• **What the task asks**:
Format every line of the items below as a JSON list of strings, one string per line, skipping blank lines. Leave the pictures out of the list.

• **Available data**:

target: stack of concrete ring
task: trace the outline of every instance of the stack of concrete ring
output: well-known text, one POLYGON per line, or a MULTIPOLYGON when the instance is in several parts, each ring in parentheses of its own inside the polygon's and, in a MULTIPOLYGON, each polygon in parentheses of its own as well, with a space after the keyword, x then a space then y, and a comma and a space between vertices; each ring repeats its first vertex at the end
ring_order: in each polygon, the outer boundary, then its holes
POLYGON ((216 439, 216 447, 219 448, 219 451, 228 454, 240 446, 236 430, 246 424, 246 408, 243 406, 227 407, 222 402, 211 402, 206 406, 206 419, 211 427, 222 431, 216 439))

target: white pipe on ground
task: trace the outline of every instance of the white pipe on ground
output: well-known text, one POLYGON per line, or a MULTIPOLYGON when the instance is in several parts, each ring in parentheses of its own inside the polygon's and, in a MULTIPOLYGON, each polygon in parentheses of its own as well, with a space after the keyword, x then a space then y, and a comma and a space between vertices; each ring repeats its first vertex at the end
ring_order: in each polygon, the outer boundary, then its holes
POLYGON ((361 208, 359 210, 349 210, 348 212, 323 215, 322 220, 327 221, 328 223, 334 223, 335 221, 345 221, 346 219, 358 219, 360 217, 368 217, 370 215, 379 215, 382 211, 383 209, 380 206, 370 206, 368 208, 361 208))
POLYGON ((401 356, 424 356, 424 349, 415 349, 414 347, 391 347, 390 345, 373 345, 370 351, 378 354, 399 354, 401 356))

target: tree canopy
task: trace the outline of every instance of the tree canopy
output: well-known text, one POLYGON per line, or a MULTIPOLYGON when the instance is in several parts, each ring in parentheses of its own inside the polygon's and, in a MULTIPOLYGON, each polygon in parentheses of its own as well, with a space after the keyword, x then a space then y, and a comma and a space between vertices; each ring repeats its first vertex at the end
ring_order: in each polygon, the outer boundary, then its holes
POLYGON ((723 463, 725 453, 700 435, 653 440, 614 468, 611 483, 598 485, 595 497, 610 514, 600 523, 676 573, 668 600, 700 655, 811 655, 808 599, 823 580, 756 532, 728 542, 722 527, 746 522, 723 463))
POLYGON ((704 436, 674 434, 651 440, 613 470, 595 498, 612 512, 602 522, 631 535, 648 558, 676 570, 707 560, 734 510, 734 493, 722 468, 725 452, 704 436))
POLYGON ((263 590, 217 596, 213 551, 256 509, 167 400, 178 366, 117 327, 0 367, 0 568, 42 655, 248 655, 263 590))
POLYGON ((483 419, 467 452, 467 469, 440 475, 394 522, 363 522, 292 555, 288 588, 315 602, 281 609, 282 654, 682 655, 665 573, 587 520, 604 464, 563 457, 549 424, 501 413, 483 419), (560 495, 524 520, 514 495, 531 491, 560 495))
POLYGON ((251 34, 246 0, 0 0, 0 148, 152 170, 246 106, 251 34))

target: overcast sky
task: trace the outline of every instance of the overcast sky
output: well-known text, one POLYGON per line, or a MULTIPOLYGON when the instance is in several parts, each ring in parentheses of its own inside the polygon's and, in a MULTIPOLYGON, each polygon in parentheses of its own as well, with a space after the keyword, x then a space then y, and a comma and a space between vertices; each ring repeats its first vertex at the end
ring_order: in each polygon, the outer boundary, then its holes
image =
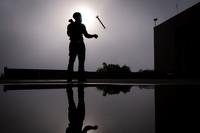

• **The solution**:
[
  "target: stack of concrete ring",
  "task: trace the outline of every instance of the stack of concrete ring",
  "output: well-known text, one POLYGON per line, or a MULTIPOLYGON when the instance is in several parts, each ring in parentheses of its own inside the polygon's and, in a MULTIPOLYGON, each polygon in parentheses of its own as well, with a space after the keyword, x then a space then y, and a comma and a space between vertices; each ring repeats its first vertex at the end",
  "ring_order: in each polygon, the outer boundary, then its holes",
  "POLYGON ((216 439, 216 447, 219 448, 219 451, 228 454, 240 446, 236 430, 246 424, 246 408, 243 406, 227 407, 222 402, 211 402, 206 406, 206 419, 211 427, 222 431, 216 439))",
  "target: white pipe on ground",
  "task: trace the outline of every instance of the white pipe on ground",
  "output: well-known text, one POLYGON per line, or a MULTIPOLYGON when the instance is in several parts, each ring in parentheses of its own inside the polygon's and, in a MULTIPOLYGON, each polygon in parentheses of its own as well, with a space after the keyword, x then a space then y, and a comma and a space between vertices; each ring repeats its first vertex at the end",
  "ring_order: in each polygon, the outer boundary, then its holes",
  "POLYGON ((361 208, 359 210, 349 210, 348 212, 323 215, 322 220, 327 221, 328 223, 334 223, 335 221, 345 221, 346 219, 358 219, 360 217, 368 217, 370 215, 379 215, 382 211, 383 209, 380 206, 370 206, 368 208, 361 208))",
  "POLYGON ((401 356, 424 356, 424 349, 415 349, 414 347, 391 347, 390 345, 373 345, 370 351, 378 354, 399 354, 401 356))",
  "target: tree canopy",
  "task: trace the outline of every instance of the tree canopy",
  "output: well-known text, one POLYGON per line, or a MULTIPOLYGON when the instance is in several parts, each ring in parentheses of its own inside the polygon's and, in a MULTIPOLYGON, each polygon in parentheses of its own as well, with a space after the keyword, x then a space then y, and a comma and a space between vertices; each ring repeats its first vertex at the end",
  "ring_order: in each polygon, the outer boundary, then its holes",
  "POLYGON ((723 463, 725 453, 700 435, 653 440, 614 468, 611 483, 598 485, 595 497, 610 514, 600 523, 676 573, 668 600, 700 655, 811 655, 808 599, 823 580, 756 532, 728 542, 722 527, 746 522, 723 463))",
  "POLYGON ((704 436, 674 434, 651 440, 613 470, 595 498, 612 512, 602 522, 631 535, 648 558, 676 570, 707 560, 734 510, 734 493, 722 468, 725 452, 704 436))",
  "POLYGON ((263 590, 217 596, 213 551, 256 509, 167 400, 178 366, 117 327, 0 367, 0 568, 42 655, 248 655, 263 590))",
  "POLYGON ((483 419, 467 452, 467 469, 440 475, 394 522, 363 522, 292 555, 288 588, 315 602, 281 609, 282 654, 682 655, 665 573, 587 520, 604 464, 563 457, 549 424, 501 413, 483 419), (560 495, 524 520, 514 495, 531 491, 560 495))",
  "POLYGON ((251 34, 246 0, 0 0, 0 148, 152 170, 246 106, 251 34))",
  "target: overcast sky",
  "task: trace the outline of every instance of the overcast sky",
  "output: well-known text, one POLYGON per line, or a MULTIPOLYGON when the instance is in several parts, each ring in parentheses of its own inside the polygon's and, in a MULTIPOLYGON, each polygon in parentheses of its own as well, with a space after the keyword, x then a space then y, and a comma and a space between vertices; each ring repeats its first vertex at the end",
  "ring_order: in each polygon, the outer boundary, then its holes",
  "image ="
]